------ Documento fuente ------

En cuanto al PCI (M), después de varios años de vacilación, optó por impulsar su proyecto ideológico por la vía del reformismo y de la democracia parlamentaria. Ganó las elecciones de Bengala Occidental en 1977, en el seno del Frente de Izquierda, lo que le permitió gobernar en solitario; sus mayores éxitos políticos fueron una amplia reforma agraria y una fuerte descentralización. En Kerala, donde el Frente de Izquierda se alternaba en el poder con una coalición dominada por el CNI, la principal victoria del PCI (M) fue el alto nivel de desarrollo humano de este Estado, en gran medida tributario de la tupida red asociativa de la sociedad keralesa, resultante de una intensa tradición de movilización impulsada por los partidos y los sindicatos (Heller e Isaac, 2003, p. 84) y por las organizaciones religiosas, de casta y otras ONG.

La lenta fragmentación ideológica de la izquierda india

Situar la izquierda en el tablero político indio se torna mucho más complicado a partir de la década de 1980. En el curso de ese decenio, el panorama político cambia: por un lado, el Bharatiya Janata Party (Partido Popular Indio, BJP), de la derecha nacionalista hindú, se impone progresivamente como el otro partido panindio, junto al Partido del Congreso; por otro, aparecen los llamados partidos regionales, cuya carrera (por no decir ambición) política se circunscribe al perímetro regional. La competición política alcanza entonces un grado inaudito, puesto que cada vez resulta más difícil gobernar en los Estados, y después en el centro, sin esos partidos. La noción vaga, pero muy utilizada en el debate político indio, de política identitaria, remite al fenómeno de movilización en torno a identidades regionales, de casta y religiosas que orquestan, más o menos explícitamente, estos partidos.

------

> [Acciones a realizar]
a: Según el documento fuente, ¿en qué año ganó el PCI (M) las elecciones de Bengala Occidental?
b: Reproduce el pasaje del documento fuente que empieza con "En cuanto al" y sigue hasta "y otras ONG.", poniendo "Frente Izquierdista" en lugar de "Frente de Izquierda".
c: Traduce al inglés esta oración del documento fuente: "Situar la izquierda en el tablero político indio se torna mucho más complicado a partir de la década de 1980."

------ Datos sin procesar ------

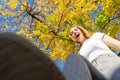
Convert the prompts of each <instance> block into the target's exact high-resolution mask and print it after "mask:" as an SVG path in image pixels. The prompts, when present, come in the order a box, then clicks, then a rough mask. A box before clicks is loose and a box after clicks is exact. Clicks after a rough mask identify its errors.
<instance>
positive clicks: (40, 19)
mask: <svg viewBox="0 0 120 80" xmlns="http://www.w3.org/2000/svg"><path fill="white" fill-rule="evenodd" d="M20 1H21V2H19V0H10V1H9V2H7V0H4V2H5V5H6V6H8V7H9V8H10V9H5V10H4V8H5V7H6V6H5V5H3V6H2V7H0V10H1V12H0V14H1V16H2V17H6V16H19V15H20V17H19V18H15V19H14V21H16V22H18V23H19V21H20V20H21V18H23V15H22V14H26V16H25V18H24V21H21V24H20V25H19V26H21V27H20V29H21V30H20V31H19V32H17V34H22V35H24V36H26V37H27V38H28V39H30V40H32V41H33V40H34V38H37V43H35V44H36V45H37V46H40V43H42V44H43V45H44V48H41V50H43V51H45V52H47V51H50V50H46V48H48V47H50V48H52V50H51V51H50V55H51V57H52V58H53V59H54V60H57V59H58V58H61V59H62V61H63V62H65V59H66V57H67V56H68V55H69V54H71V53H76V52H77V51H78V50H79V48H74V47H75V45H74V43H73V42H72V40H71V39H70V36H69V30H70V28H71V27H72V26H73V25H75V24H77V25H81V26H84V27H86V28H87V29H89V30H90V31H91V32H95V31H96V30H98V31H99V29H100V30H102V31H103V32H106V33H107V34H108V35H111V36H113V37H115V38H118V36H117V35H115V34H117V33H118V32H119V31H120V27H119V26H118V25H117V24H116V23H115V21H114V20H112V18H113V17H116V16H118V15H119V14H118V13H117V14H116V11H117V10H119V9H120V7H119V5H120V0H33V1H34V2H35V3H36V4H37V5H36V4H29V5H28V4H27V3H28V2H27V1H29V0H20ZM18 4H21V5H22V6H21V7H20V8H21V9H20V10H18V11H16V10H15V8H16V7H17V6H18ZM98 5H99V6H102V9H99V10H98V8H97V7H98ZM28 7H29V8H28ZM29 9H32V10H31V12H30V13H31V14H30V13H29V12H28V11H29ZM96 9H97V10H96ZM24 11H25V13H23V12H24ZM94 11H96V12H101V13H97V14H98V15H103V17H104V18H105V20H103V18H102V19H101V18H99V17H98V16H94V14H92V13H93V12H94ZM35 13H37V14H35ZM42 14H44V16H45V17H44V18H43V16H41V15H42ZM91 14H92V15H93V16H91ZM21 15H22V16H21ZM96 18H97V19H99V22H101V23H102V25H101V24H100V25H101V26H97V21H96ZM106 18H107V19H106ZM108 18H109V19H108ZM118 18H119V17H118ZM118 18H117V19H118ZM29 19H30V20H29ZM31 19H34V21H33V24H31V26H32V28H33V31H32V32H29V29H30V28H27V27H31V26H29V25H30V24H29V23H30V22H31ZM106 20H111V21H110V22H109V21H107V22H109V23H108V24H107V22H106V24H105V21H106ZM27 21H28V22H27ZM102 21H103V22H102ZM25 22H27V23H25ZM6 23H7V22H6ZM28 24H29V25H28ZM104 26H105V28H104ZM6 27H7V26H6ZM102 28H104V29H102Z"/></svg>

------

> [Resultados en orden]
a: En 1977.

b:
En cuanto al PCI (M), después de varios años de vacilación, optó por impulsar su proyecto ideológico por la vía del reformismo y de la democracia parlamentaria. Ganó las elecciones de Bengala Occidental en 1977, en el seno del Frente Izquierdista, lo que le permitió gobernar en solitario; sus mayores éxitos políticos fueron una amplia reforma agraria y una fuerte descentralización. En Kerala, donde el Frente Izquierdista se alternaba en el poder con una coalición dominada por el CNI, la principal victoria del PCI (M) fue el alto nivel de desarrollo humano de este Estado, en gran medida tributario de la tupida red asociativa de la sociedad keralesa, resultante de una intensa tradición de movilización impulsada por los partidos y los sindicatos (Heller e Isaac, 2003, p. 84) y por las organizaciones religiosas, de casta y otras ONG.

c: Placing the left on the Indian political chessboard becomes much more complicated from the 1980s onward.